■ QUOTED TEXT ■
The Most Common Tax Deductions for Landlords
We recently became landlords at the age of 26, and were thrilled to see a plan that was 3 years in the making come to fruition.
Obviously, we did this because of some seriously awesome monetary benefits, but besides those our taxes are going to benefit from owning rental property as well.
For those of you that have been around the block with owning your own business and paying taxes on that income, you know that the process of doing your own taxes with business income can be, well, complicated (to say the least).
But when it comes down to it, most tax deductions for landlords make a lot of sense. In fact, you’re probably already associating a lot of these costs with your rental property on your Profit and Loss Statement already.
In this article, I’m going to break down the federal tax deductions for landlords in the U.S.
With that being said, while I do have a Bachelor’s degree in Accounting, and I worked as a Tax Accountant for a period of time, as well as having owned my own business for several years now, I am not currently a tax professional, or CPA. I just want to help you make the most of the tax deductions on your rental property by utilizing every single one of them (if you can)
Let’s get started!
There are two kinds of expenses: Capital Expenses and Current Expenses.
Capital Expenses are anything that adds value to the property, or lengthens the life of it. Capital Expenses must be depreciated over several years. If you’re unsure, generally something that costs more than a few hundred dollars is considered a Capital Expense. Some examples of Capital Expenses:
- New Appliances
- Upgraded bathrooms/kitchen
- New floors
Current Expenses are more frequent, and do not add value to the property. Current Expenses can be deducted, in full, on your taxes for the year they were incurred, NOT depreciated. Repairs fall under the category of a Current Expense – anything that keep the property in it’s original working condition. Some examples of Current expenses are:
- Mortgage Payment
- And many, many, more
A Quick Note About Backup: In the account world, we call receipts, invoice, etc, “backup” for expenses, because they do precisely that: back-up expenses. This way, if the IRS ever audits us, we will have proof that we incurred said expenses. When you’re doing your own taxes, be sure you have backup for everything, and that it’s organized and easy to find, should the IRS ever come knocking.

■ REQUIREMENT 1 ■
In the article on tax deductions for landlords, how must Capital Expenses be handled?
■ REQUIREMENT 2 ■
Write the next part of the article on tax deductions for landlords, continuing after its final paragraph.

Saved entries

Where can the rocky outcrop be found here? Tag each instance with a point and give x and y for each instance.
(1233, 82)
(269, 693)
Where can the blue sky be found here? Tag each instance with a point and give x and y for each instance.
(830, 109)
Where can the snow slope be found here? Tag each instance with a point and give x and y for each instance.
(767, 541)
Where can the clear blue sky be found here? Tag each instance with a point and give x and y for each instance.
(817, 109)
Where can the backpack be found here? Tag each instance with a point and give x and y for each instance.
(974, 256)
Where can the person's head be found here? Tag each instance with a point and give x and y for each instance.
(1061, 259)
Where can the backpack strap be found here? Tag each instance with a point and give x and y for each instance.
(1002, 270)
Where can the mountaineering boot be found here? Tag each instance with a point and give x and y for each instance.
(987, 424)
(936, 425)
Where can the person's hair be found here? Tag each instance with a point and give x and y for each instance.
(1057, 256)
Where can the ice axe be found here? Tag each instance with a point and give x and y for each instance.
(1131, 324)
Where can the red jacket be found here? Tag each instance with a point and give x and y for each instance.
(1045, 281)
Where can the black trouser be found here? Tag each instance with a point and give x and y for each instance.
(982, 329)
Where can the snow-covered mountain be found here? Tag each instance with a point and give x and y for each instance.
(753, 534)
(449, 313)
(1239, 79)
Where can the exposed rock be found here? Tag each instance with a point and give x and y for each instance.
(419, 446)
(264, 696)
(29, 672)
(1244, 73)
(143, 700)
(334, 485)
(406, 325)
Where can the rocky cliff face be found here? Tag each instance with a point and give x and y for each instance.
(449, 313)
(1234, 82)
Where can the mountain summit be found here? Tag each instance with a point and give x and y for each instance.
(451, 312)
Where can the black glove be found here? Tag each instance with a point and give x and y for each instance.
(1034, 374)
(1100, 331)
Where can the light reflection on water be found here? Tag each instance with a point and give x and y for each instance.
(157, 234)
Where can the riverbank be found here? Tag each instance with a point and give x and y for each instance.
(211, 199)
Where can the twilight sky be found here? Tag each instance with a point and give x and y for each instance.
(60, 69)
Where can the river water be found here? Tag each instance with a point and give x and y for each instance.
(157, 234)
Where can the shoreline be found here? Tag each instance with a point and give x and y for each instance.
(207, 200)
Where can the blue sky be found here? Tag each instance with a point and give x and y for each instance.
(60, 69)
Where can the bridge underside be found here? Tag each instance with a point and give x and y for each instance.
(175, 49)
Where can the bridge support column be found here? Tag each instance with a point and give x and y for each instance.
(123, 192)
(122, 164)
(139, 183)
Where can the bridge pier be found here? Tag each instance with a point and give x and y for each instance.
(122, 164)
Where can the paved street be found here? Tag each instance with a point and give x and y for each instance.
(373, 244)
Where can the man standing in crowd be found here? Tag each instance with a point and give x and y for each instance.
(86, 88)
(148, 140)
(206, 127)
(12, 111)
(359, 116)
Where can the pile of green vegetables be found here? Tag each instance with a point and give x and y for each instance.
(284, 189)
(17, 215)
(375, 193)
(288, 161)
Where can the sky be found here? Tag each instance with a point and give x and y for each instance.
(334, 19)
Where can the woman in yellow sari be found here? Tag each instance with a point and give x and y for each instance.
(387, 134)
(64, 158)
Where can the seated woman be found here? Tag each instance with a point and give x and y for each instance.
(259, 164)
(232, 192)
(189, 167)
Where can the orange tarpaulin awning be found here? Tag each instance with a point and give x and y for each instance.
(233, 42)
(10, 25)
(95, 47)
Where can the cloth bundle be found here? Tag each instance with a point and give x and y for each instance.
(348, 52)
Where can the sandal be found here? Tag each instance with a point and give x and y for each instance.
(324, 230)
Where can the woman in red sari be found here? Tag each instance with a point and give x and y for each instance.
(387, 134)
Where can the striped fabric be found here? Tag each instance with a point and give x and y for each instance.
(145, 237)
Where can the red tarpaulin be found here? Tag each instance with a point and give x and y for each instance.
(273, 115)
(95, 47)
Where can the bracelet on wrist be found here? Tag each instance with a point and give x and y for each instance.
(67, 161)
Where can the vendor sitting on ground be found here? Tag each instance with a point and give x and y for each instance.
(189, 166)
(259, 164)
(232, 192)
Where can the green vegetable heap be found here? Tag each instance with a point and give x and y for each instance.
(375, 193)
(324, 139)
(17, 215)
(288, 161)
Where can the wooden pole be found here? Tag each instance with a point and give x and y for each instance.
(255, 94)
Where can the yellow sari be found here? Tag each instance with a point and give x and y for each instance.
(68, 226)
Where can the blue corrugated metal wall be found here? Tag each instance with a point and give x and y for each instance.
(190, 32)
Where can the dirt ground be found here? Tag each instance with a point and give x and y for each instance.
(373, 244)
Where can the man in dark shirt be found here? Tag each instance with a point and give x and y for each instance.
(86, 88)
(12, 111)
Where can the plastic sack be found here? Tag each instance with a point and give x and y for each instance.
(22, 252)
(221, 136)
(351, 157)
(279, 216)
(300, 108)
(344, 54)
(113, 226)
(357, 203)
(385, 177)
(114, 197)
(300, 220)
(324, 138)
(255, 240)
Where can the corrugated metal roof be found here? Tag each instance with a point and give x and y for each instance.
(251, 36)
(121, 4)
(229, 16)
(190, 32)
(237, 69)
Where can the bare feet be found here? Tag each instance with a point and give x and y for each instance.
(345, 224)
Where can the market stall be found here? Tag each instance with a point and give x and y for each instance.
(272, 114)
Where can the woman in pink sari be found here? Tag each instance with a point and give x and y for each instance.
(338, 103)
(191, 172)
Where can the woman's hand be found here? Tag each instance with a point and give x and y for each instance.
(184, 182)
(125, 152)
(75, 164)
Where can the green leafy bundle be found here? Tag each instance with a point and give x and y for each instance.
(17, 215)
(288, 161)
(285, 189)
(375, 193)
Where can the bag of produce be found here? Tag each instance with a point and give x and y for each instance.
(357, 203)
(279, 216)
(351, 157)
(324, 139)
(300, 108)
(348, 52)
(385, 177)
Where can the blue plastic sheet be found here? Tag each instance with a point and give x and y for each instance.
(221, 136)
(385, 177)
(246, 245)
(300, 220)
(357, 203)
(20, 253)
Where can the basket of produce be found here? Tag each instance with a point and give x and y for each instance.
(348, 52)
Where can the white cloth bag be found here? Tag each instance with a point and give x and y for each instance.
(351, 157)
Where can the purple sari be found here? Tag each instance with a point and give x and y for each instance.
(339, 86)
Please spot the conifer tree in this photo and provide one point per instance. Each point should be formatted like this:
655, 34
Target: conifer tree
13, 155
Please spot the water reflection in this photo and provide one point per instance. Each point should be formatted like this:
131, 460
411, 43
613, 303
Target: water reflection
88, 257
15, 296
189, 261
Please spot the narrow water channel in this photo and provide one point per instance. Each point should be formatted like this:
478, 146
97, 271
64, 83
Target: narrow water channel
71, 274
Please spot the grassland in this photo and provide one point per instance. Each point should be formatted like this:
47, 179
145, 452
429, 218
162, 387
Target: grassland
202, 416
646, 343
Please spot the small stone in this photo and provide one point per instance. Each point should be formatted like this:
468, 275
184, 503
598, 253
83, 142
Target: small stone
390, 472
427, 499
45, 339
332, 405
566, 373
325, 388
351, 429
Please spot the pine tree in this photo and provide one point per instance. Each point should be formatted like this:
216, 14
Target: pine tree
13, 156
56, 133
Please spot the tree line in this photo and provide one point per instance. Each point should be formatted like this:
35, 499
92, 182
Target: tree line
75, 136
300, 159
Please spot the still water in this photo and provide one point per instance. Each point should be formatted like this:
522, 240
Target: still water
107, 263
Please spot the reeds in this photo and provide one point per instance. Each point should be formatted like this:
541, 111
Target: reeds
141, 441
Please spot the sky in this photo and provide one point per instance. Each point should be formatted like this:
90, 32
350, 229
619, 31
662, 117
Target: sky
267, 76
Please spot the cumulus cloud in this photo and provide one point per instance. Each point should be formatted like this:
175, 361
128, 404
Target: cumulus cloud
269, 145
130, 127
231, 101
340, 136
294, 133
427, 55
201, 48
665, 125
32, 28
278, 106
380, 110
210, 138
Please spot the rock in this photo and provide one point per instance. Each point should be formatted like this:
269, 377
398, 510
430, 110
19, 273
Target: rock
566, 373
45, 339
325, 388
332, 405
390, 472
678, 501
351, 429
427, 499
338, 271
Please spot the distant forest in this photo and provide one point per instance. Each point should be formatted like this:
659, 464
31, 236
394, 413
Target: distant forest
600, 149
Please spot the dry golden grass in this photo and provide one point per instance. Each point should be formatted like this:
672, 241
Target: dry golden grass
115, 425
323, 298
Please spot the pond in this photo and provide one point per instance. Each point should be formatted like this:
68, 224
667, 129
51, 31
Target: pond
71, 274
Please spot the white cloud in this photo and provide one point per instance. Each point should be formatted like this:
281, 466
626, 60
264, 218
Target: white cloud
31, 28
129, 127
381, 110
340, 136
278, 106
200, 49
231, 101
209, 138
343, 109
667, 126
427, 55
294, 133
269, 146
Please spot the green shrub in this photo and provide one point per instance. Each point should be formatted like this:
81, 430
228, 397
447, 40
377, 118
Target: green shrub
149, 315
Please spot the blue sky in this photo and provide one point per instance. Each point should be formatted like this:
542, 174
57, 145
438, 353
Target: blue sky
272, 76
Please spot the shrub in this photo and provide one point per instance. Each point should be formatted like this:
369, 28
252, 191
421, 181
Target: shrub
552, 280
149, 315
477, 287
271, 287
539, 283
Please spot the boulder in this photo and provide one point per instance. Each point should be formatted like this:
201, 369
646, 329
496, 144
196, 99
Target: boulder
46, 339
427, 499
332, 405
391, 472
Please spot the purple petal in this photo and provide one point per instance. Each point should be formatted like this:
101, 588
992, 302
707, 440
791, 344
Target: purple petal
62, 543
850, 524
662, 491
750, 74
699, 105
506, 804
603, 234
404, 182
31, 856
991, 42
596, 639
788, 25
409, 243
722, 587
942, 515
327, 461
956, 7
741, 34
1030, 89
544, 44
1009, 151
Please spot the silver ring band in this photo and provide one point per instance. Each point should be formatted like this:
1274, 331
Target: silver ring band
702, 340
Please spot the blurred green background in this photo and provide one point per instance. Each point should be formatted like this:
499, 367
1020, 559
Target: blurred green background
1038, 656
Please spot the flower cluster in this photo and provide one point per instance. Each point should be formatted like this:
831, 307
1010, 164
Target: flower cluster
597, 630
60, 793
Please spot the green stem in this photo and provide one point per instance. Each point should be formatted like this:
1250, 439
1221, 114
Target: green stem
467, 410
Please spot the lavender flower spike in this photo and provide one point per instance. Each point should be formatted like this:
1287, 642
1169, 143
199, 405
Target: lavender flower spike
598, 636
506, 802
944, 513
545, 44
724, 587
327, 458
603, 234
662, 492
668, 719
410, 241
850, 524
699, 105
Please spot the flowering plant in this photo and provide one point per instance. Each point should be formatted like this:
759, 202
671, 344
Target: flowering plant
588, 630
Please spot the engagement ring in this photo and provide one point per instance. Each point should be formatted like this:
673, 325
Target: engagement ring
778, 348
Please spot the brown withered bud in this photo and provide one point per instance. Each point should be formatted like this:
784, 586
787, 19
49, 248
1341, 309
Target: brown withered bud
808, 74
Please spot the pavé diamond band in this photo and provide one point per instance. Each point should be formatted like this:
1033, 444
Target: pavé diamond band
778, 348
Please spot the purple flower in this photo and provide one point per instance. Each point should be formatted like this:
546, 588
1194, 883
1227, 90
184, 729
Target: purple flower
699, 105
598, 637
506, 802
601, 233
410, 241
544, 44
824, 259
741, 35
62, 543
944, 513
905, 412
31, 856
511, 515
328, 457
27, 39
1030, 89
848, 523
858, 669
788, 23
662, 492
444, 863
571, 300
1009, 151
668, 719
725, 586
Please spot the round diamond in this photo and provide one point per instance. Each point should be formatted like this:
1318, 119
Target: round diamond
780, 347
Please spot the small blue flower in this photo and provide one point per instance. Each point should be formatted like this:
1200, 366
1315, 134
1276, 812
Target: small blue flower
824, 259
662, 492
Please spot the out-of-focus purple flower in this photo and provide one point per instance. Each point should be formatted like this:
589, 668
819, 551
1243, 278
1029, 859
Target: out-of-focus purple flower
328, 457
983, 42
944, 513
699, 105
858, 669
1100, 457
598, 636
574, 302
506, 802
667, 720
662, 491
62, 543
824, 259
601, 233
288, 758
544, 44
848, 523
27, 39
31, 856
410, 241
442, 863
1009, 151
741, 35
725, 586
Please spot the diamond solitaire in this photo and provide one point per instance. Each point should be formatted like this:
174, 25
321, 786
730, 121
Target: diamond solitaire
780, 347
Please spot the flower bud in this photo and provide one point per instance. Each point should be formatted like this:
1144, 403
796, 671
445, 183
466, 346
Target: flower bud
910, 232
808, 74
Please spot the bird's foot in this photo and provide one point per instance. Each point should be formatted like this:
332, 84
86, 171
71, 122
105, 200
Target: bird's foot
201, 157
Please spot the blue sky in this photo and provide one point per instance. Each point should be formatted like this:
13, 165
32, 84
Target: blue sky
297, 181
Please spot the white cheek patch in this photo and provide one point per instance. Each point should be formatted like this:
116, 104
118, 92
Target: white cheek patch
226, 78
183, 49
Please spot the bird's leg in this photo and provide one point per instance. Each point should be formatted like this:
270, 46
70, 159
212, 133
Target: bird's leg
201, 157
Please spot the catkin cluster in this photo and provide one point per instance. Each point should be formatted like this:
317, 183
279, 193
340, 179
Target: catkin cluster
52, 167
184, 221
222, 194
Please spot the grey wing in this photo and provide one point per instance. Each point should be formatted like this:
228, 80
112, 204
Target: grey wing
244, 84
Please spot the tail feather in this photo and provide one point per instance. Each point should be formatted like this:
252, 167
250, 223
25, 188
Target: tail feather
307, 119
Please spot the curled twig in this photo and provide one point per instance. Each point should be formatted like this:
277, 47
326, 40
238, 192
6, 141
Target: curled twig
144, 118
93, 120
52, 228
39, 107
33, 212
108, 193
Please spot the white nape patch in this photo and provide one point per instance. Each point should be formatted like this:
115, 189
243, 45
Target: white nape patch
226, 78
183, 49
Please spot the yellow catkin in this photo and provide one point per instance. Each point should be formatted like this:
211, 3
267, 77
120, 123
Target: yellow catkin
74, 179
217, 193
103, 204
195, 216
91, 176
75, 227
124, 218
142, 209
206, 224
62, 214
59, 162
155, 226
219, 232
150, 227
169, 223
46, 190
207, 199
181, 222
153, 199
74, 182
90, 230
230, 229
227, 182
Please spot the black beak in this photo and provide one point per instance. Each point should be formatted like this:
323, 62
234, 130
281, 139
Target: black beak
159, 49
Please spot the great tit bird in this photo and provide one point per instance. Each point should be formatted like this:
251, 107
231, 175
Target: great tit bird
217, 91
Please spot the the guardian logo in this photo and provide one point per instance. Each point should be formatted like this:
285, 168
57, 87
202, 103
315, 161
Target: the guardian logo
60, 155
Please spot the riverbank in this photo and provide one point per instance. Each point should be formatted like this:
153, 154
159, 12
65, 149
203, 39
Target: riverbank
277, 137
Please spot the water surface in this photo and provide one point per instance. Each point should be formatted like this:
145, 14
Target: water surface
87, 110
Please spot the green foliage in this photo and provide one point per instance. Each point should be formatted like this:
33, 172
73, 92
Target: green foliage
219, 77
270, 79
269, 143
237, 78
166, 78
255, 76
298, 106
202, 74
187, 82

■ TASK RESULT 1 ■
They must be depreciated over several years.

■ TASK RESULT 2 ■
Now that you know the difference between Current and Capital Expenses, here are tons of the expenses you’re likely to incur as a landlord, and how to deduct the expense on your taxes:
All the time, when you have a rental property.
And the tax law defines repairs as any expense incurred maintaining the current condition of the property. So, if the plumbing springs a leak, the cost of a plumber to repair it would be considered a Current Expense for repairs. Here are some other examples:
- Drywall repairs
- Fixing the air conditioner
- Light Bulbs
- Labor Costs to perform repairs
- Incidental related to the repairs
- Purchase and Rental fees for tools & equipment
There can be so many different repairs on a rental property, it would be impossible to list them all, so just remember the rule of thumb: if it costs more than few hundred dollars and adds value to the property, then it’s a Capital Expense. If not, it’s a current expense and may fall under the category of repairs.
Maintenance and repairs can often be confused, and its’ understandable.
The difference lies in why you’re doing the repair or maintenance. Repairs fix something that is broke, maintenance handles something not necessarily broken. Some examples of maintenance would be:
- Replacing light bulbs
- Smoke detector batteries
- Lawn mowing
- Homeowner’s association dues
- Filters for the Air Conditioner and Heater
Any utilities you pay on the property can be used as a Current tax deduction.
Owning a rental property can often cause you to incur a lot of travel expenses – especially if you manage the property yourself. There are many types of travel expenses:
- Air Fare
- Car Rentals & Taxi Far
- Meals (50% of which can be deducted while traveling)
When it comes to mileage, you can take your deduction one of two ways: by deducting the actual expenses incurred, or by taking the standard deduction of 53.5 cents per mile driven. This includes use of personal or business vehicles.
If you have a mortgage on the property (we do), then I’ll bet the principal and interest you pay each month will be the single biggest Current Expense on your taxes. It is fully deductible. In addition, if you paid for points on your mortgage, closing costs, or cost to refinance, those are fully deductible as a Current Expense as well.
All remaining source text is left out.